■ Pointing entries for labeled objects
+---+

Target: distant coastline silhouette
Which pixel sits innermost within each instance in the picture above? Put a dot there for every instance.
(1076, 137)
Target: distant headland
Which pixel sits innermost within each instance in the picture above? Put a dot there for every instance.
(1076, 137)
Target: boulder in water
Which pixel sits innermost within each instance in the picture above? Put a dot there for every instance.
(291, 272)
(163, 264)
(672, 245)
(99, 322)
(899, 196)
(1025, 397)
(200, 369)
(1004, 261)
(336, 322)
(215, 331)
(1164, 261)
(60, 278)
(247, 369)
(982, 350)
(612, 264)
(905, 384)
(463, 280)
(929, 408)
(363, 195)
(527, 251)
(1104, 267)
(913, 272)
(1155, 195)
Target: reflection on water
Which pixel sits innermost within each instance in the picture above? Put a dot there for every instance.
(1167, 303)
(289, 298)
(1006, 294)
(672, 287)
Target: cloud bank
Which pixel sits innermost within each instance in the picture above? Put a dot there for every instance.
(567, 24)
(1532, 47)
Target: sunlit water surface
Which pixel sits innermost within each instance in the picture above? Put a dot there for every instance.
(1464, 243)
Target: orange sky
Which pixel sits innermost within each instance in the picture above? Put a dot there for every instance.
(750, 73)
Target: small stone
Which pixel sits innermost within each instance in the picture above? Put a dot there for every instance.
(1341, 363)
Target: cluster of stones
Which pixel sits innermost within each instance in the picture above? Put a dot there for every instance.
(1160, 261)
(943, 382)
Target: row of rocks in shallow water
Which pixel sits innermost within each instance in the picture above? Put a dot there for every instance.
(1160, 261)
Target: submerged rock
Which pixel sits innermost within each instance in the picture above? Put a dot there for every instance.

+---+

■ Given exercise
Rewrite the data from the line containing "Target: row of rocks in shallow water" through the end of the data, keeping every line and leaving the request lines unchanged. Multiply each coordinate in the answers by 1.8 and round to the nearest whole number, rounding halves up.

■ Task output
Target: row of rocks in shallow water
Which pixel sits innermost within each instance in the picture above? Put a dot there for every instance.
(2088, 470)
Target: submerged rock
Which pixel sits innermost within each instance in the picture above? Put a dot there for every instance.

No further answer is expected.